(Region annotation entries)

○ ○ ○ ○ ○

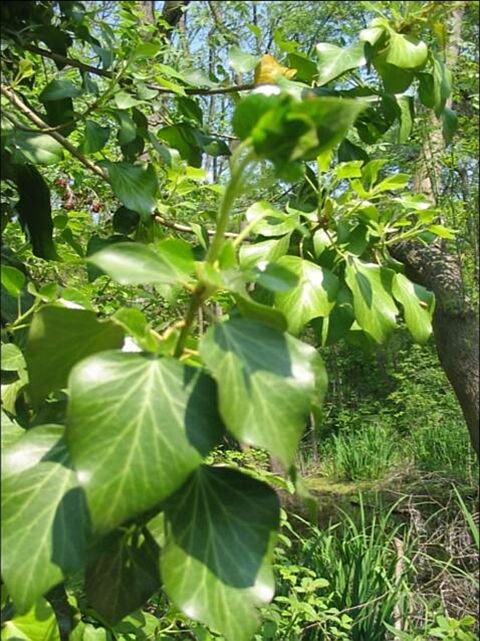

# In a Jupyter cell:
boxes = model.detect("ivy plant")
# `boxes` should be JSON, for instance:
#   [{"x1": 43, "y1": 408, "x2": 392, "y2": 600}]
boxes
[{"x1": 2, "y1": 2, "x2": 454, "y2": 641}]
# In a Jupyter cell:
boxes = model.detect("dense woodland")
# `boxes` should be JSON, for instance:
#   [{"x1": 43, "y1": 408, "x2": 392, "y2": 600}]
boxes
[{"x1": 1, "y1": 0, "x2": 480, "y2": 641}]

○ ○ ○ ○ ○

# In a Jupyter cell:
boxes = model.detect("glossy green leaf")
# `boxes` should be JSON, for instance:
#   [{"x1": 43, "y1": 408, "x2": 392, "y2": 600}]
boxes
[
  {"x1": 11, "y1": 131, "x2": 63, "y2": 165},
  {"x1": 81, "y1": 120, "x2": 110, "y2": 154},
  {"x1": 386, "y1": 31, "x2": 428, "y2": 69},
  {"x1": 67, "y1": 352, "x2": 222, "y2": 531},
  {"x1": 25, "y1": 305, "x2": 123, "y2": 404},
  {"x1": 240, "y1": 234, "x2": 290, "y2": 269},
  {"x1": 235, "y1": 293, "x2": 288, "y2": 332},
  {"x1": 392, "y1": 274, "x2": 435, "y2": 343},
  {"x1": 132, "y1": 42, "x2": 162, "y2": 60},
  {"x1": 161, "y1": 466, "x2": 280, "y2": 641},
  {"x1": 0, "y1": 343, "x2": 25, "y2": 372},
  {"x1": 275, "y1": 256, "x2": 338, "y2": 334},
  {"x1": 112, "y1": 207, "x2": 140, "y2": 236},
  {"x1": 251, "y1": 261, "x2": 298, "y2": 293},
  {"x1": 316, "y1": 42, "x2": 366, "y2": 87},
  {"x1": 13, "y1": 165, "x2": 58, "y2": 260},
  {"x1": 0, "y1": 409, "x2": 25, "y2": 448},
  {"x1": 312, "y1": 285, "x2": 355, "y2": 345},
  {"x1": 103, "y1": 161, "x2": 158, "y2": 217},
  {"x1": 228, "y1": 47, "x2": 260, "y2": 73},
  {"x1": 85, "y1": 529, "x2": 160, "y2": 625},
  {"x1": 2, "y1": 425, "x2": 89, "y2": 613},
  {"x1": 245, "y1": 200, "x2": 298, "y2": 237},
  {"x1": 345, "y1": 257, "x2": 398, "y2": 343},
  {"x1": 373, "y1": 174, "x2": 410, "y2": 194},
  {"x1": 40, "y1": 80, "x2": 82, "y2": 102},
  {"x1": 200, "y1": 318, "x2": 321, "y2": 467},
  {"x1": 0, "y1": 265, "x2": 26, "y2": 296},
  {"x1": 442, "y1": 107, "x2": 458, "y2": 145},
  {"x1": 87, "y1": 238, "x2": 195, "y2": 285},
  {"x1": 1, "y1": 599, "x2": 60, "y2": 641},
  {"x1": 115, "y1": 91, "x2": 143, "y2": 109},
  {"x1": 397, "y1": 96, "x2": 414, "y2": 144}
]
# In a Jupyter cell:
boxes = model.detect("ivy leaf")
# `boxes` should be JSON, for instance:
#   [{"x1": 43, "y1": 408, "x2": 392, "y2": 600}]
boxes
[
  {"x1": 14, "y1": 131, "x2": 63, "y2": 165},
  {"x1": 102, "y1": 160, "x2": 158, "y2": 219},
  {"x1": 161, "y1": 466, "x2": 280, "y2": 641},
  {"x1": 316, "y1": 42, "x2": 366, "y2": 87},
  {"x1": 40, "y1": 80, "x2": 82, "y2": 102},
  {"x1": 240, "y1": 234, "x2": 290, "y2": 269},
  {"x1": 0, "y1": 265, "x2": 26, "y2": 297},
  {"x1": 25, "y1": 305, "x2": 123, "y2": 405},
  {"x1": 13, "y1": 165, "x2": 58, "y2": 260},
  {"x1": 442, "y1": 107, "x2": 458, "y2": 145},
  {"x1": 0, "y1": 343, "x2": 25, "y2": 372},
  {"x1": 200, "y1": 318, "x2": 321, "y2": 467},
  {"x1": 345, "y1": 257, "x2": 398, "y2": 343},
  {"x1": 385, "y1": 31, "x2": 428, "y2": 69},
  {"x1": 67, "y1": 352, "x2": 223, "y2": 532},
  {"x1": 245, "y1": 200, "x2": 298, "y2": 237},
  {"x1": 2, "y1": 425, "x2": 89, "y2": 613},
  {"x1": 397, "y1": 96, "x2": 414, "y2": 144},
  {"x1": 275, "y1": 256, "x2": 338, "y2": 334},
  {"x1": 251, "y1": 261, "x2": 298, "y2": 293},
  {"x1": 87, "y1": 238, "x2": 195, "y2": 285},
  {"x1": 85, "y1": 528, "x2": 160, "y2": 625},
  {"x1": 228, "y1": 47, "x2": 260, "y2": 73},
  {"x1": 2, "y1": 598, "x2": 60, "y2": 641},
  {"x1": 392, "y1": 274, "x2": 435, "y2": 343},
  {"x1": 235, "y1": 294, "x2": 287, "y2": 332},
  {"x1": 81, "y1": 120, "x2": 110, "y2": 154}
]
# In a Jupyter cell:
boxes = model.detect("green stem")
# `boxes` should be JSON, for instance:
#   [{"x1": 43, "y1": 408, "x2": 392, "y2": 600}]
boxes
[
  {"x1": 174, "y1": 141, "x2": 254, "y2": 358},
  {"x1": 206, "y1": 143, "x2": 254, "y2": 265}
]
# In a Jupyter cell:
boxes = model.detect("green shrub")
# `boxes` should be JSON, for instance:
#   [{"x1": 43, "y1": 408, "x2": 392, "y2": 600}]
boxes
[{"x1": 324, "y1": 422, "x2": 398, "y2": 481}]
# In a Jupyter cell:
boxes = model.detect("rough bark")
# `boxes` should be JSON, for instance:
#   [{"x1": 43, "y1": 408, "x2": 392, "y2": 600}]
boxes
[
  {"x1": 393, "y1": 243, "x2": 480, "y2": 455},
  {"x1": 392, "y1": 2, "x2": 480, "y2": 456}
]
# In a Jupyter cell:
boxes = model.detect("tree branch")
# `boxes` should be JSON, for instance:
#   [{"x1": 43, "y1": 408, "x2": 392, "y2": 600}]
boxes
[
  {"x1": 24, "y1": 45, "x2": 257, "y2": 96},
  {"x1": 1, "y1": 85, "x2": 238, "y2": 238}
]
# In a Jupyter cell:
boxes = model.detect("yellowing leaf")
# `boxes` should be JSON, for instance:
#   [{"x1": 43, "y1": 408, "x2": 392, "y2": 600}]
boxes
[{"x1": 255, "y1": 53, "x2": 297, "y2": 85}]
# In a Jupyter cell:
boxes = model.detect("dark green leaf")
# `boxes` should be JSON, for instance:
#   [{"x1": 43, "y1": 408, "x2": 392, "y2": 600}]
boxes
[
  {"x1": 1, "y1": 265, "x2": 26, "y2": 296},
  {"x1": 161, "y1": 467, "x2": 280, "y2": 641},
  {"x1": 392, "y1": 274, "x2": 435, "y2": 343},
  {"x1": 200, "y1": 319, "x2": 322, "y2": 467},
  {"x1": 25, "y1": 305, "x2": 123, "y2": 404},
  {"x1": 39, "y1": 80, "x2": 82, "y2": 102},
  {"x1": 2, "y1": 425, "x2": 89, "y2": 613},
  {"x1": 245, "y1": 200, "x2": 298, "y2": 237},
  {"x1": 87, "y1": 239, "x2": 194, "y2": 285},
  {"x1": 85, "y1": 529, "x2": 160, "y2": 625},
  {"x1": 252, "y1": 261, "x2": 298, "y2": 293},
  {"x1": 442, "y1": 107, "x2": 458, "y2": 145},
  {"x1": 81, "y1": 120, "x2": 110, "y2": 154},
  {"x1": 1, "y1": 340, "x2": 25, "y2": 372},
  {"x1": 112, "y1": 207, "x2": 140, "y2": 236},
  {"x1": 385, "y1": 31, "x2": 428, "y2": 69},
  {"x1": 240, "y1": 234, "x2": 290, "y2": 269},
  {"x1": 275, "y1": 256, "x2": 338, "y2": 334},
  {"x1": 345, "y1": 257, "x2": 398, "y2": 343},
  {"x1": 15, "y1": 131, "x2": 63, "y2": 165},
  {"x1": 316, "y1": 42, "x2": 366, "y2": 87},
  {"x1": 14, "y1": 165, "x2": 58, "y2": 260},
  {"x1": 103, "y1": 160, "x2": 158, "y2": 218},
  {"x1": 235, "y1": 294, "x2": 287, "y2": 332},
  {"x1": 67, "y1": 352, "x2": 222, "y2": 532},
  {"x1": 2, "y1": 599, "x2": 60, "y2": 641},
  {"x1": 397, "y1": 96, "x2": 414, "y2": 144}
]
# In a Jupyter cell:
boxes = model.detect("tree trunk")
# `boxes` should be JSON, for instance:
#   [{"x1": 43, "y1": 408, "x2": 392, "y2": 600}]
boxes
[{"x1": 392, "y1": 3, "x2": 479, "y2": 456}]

○ ○ ○ ○ ○

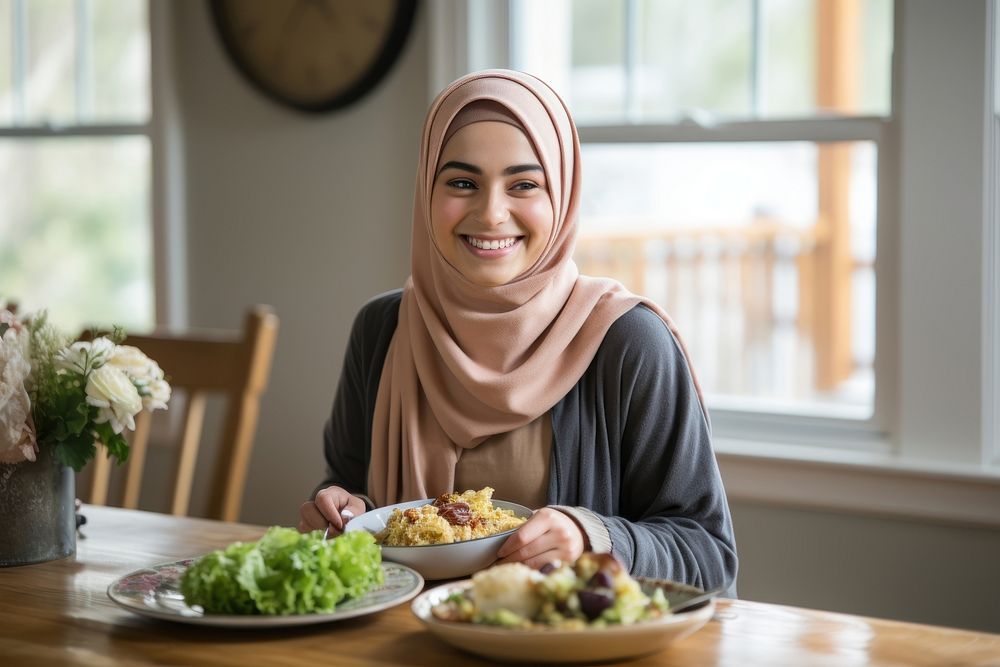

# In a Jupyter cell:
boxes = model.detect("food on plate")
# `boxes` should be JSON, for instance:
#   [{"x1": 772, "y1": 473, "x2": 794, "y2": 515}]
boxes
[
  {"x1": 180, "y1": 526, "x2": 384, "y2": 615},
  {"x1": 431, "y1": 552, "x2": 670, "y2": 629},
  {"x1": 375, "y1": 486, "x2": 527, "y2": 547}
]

○ ○ ○ ○ ○

SET TASK: How many lines of the material above contain the string "leaf"? Case counts; give only the number.

CORRECT RESPONSE: 4